#### Given exercise
Please rewrite all the rows below with "maroon" changed to "burgundy" everywhere and nothing else altered, leaving out the pictures.

#### Material for this exercise
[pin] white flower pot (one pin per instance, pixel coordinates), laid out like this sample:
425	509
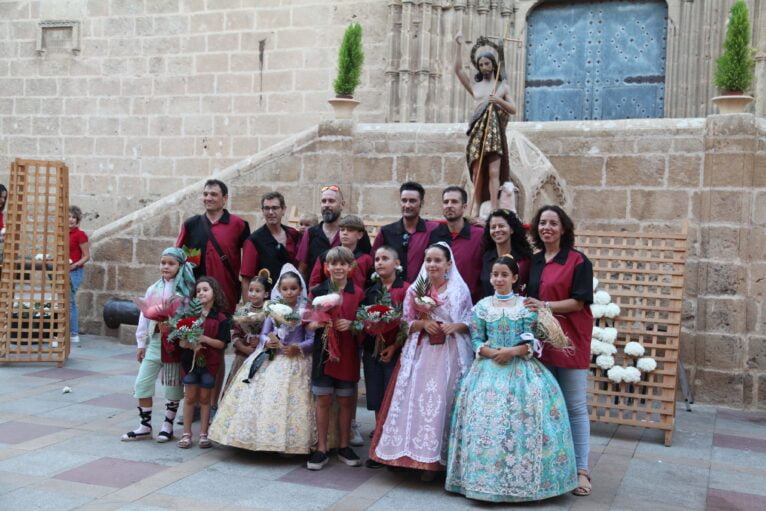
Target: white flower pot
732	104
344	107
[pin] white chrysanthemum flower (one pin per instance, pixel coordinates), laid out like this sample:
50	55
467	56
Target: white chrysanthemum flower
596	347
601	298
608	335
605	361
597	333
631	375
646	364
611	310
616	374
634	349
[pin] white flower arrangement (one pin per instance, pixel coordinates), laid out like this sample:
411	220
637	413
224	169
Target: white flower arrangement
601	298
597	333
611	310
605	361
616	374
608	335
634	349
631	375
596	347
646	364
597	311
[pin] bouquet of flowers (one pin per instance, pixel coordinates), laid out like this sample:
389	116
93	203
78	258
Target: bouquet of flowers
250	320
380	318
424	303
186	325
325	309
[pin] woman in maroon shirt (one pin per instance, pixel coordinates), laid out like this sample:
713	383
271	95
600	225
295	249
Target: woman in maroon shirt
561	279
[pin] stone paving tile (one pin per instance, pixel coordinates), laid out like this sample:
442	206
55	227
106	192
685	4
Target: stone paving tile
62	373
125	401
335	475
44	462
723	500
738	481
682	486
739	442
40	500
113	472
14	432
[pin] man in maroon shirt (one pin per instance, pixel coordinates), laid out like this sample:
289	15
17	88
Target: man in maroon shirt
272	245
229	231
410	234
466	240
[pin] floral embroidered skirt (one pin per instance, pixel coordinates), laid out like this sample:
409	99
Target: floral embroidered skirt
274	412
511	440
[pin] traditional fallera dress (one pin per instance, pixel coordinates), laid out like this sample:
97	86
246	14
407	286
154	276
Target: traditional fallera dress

#### Answer to this problem
[pin] white flower pot (one pin per instance, pixel coordinates), laid out like this sample:
425	509
Target: white flower pot
732	104
344	107
[pin] white chrysanthemum flower (one pin per instance, pixel coordinates), laid out like this sample:
50	55
467	56
Target: white chrysanthemum flower
596	347
601	298
608	335
605	361
597	333
631	375
646	364
611	310
616	374
634	349
[pin] white flower arrangement (one pin per instance, pixel coordinates), laid out like this sample:
411	220
637	413
224	169
Target: white flower arrangement
601	298
597	333
611	310
605	361
616	374
608	335
634	349
631	375
596	347
646	364
597	311
[pin] bouquet of flowers (one pin per instance, pixel coordinates), laid out like this sample:
389	116
93	203
78	258
Target: bouquet of flowers
250	320
380	318
424	303
186	325
325	309
[pin] woman in burgundy shirt (one pin per instance, pixel coordinates), laid out like this sample:
713	383
271	95
600	225
295	249
Target: woman in burgundy shirt
561	279
[pin] stone paving tile (one pin per instance, pixel coordinates), laid out like this sample:
442	206
55	227
106	192
685	4
Target: stone paving tile
62	373
125	401
335	475
44	462
723	500
738	481
682	486
739	442
40	500
113	472
14	432
[pin] man in burgundy shirt (one pin per instance, pixel coordinates), laid out like this sample:
289	15
17	88
Target: man in burgundy shirt
272	245
229	231
410	234
466	240
[pin] floral embroidered skirt (one pin per instance, pixel coordinates), laid out like this sample:
409	99
Target: floral embroidered skirt
274	412
511	440
[pin] traditional fallera dress (one pin per instance, pixel coordinates), laid out like this sample:
97	86
246	14
407	286
154	276
Target: traditional fallera dress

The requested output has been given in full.